WORK TO COMPLETE:
Return the following data verbatim, line for line, but leave out the image.

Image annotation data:
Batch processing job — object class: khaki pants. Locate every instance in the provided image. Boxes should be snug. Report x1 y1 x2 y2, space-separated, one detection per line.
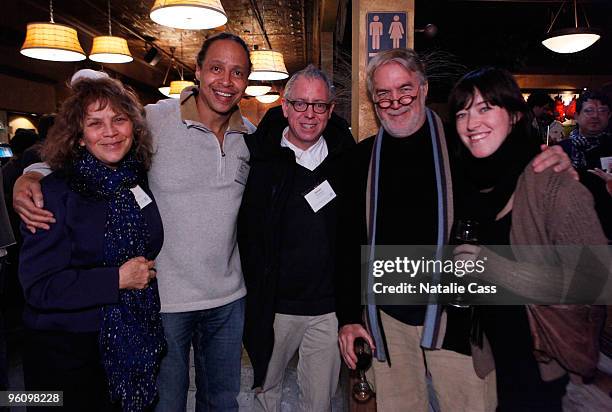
255 312 340 412
372 313 497 412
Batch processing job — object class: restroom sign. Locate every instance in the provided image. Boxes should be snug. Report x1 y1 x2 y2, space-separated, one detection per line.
366 11 408 62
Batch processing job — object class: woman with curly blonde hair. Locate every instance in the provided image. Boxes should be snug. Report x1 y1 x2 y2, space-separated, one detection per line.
20 76 165 411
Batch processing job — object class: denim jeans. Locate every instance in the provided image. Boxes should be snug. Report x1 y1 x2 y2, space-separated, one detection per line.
155 298 245 412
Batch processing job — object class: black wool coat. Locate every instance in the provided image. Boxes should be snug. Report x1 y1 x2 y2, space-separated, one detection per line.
238 106 355 387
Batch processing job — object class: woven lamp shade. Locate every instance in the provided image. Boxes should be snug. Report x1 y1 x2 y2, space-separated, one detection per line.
89 36 134 63
255 92 280 104
169 80 195 99
249 50 289 80
21 23 85 62
150 0 227 30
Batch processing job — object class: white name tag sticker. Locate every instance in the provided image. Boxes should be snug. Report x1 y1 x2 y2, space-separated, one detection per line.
234 161 251 185
304 180 336 213
599 156 612 173
130 186 153 209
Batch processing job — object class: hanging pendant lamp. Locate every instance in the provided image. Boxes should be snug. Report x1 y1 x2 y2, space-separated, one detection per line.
20 0 86 62
244 83 272 97
255 92 280 104
149 0 227 30
249 46 289 81
542 0 601 54
89 0 134 63
168 80 195 99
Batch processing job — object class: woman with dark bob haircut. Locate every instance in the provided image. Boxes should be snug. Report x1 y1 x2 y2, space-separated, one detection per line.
449 68 607 412
19 75 165 411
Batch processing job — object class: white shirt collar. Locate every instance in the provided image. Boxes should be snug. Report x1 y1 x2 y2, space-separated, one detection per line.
281 127 329 171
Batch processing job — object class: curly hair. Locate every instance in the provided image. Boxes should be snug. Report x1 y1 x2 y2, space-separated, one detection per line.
41 78 153 170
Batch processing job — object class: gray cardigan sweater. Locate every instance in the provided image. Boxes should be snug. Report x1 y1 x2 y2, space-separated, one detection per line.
145 89 255 312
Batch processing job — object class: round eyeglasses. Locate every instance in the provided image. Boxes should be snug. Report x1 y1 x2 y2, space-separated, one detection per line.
285 99 332 114
374 94 417 109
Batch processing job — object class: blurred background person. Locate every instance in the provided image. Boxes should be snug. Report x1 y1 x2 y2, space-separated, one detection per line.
449 68 606 412
559 90 612 238
0 174 15 391
548 120 565 144
19 77 165 411
527 90 555 142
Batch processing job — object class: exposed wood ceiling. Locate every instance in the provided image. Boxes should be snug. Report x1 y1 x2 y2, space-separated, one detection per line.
0 0 313 96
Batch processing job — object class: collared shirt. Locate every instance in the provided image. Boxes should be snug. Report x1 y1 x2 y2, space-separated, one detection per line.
281 127 328 172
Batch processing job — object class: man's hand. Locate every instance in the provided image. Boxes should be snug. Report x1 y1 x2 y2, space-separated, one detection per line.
13 172 55 233
532 144 578 180
119 256 157 289
588 168 612 195
453 243 482 262
338 323 376 369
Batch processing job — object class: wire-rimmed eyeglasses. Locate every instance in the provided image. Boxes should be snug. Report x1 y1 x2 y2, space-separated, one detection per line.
374 94 417 109
285 99 332 114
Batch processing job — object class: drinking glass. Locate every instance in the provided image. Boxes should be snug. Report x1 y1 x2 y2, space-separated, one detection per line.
449 219 478 308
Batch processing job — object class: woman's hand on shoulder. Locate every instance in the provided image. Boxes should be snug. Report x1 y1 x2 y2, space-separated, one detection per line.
119 256 157 289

TASK ANSWER:
Batch processing job — object class: khaki pants. Locate every instance in the provided image. Boxes should be snug. Report x1 y1 x2 y2, space-separated, one detection per line.
255 312 340 412
372 313 497 412
Batch processing job — object class: restroom sign. Locate every instance in the provided image. Boxes should be snug. Report x1 y1 x2 y2, space-separated, one detection per line.
366 11 408 62
Batch processing job — object class: woman with curly blonde hair. Locate every instance in the provided image. Boxes should be snug. Report x1 y1 x2 y2, space-separated, one detection per line.
20 76 165 411
Batch processing job — object class: denim jeans. Locate every instance in the provided image. Boxes should be snug. Report x1 y1 x2 y2, space-separated, one detection per line.
155 298 245 412
Batch processing job — object class: black wool coat. Locate every instance in the provided image. Boxes should be snug. Report x1 y1 x2 y2, space-separated, one detection per line.
238 106 355 387
Batch processing job — object class: woven lamp shade. Locate every instance in the provided image. Boxes should be snug. Report x1 y1 x2 y2, space-separated, one detection per line.
89 36 134 63
255 92 280 104
169 80 195 99
249 50 289 80
21 23 85 62
150 0 227 30
Batch processing job — object class: white name tag sticker. Locate every instance in the provided image. Boxes should be snug. Report x1 y1 x2 y2, space-separated, one detection per line.
234 161 251 185
304 180 336 213
599 156 612 173
130 186 153 209
Batch processing job — object class: hanging pendant lamp. Locate every instance in the provided image. Boxes should be snug. Report x1 y1 x2 y2, space-separated, one detection per line.
20 0 86 62
244 83 272 97
255 92 280 104
149 0 227 30
249 46 289 81
542 0 601 54
89 0 134 63
168 80 195 99
Batch processing job — object class: woman with dark bob haircut. Locate every instance in the provided image. Boxes should be snug. Report x1 y1 x2 y2, space-separated, one detection per line.
449 68 607 412
19 75 165 411
Batch processing job — object class: white shirt collar. Locate every instance in the provided image. Boxes should be snug. Report x1 y1 x2 y2, space-separated, one detection per line.
281 127 329 171
Batch processing job — object class: curly hair. Locate every instance in the provided image. Boxes should be snug. Report x1 y1 x2 y2, space-separated, one detection per line.
41 78 153 170
Batch processing job — object class: gray cardigan sweater. Locate every instance in the provided image. Boxes should be snug. Report x1 y1 x2 y2, space-separated, one detection per line.
145 89 255 312
Batch processing job — object class: round eyeglasses. Locate every instance in the provided image. Boxes should be snug. Report x1 y1 x2 y2, space-separated, one detection per line.
285 99 332 114
374 94 417 109
Batch processing job — object class: blurred background person. Locate every instance in the provided image. Boxes should be snug. Report x1 y1 x2 y2, space-separated, one detection per line.
449 68 606 412
559 90 612 238
0 174 15 391
548 120 565 144
19 77 165 411
527 90 555 142
Batch processing job — object class: exposed wood ceiling. Locate every instance in the provided image. Boxes should be snug. Report x1 y1 x2 y2, space-separated, one detection per line.
0 0 313 96
Batch processing job — object class: collared shirt. Locate every instance in the provided image. Boxes should be snug. Report x1 y1 x2 y2, space-separated, one detection per line.
281 127 328 172
Batch processing job — object class: man's hand. Locate every instance in the provided image. Boxes should be snug. Report x1 y1 x2 y2, space-separated, one detection per line.
13 172 55 233
532 144 578 180
119 256 157 289
588 168 612 195
453 243 482 262
338 323 376 369
Batch processing job — object class: wire-rimmed eyeglasses. Locate every instance in the provided image. Boxes should be snug. Report x1 y1 x2 y2, space-separated, one detection per line.
374 94 417 109
285 99 332 114
Batch processing job — object class: drinking glass. Locate every instance in the provided image. Boxes should be snug. Report x1 y1 x2 y2, space-separated, one detection per line.
449 219 478 308
Batch processing job — object class: woman's hand on shoulder. Locate every instance in the provided image. Boxes should be snug. Report x1 y1 x2 y2, space-separated, one detection per line.
119 256 157 289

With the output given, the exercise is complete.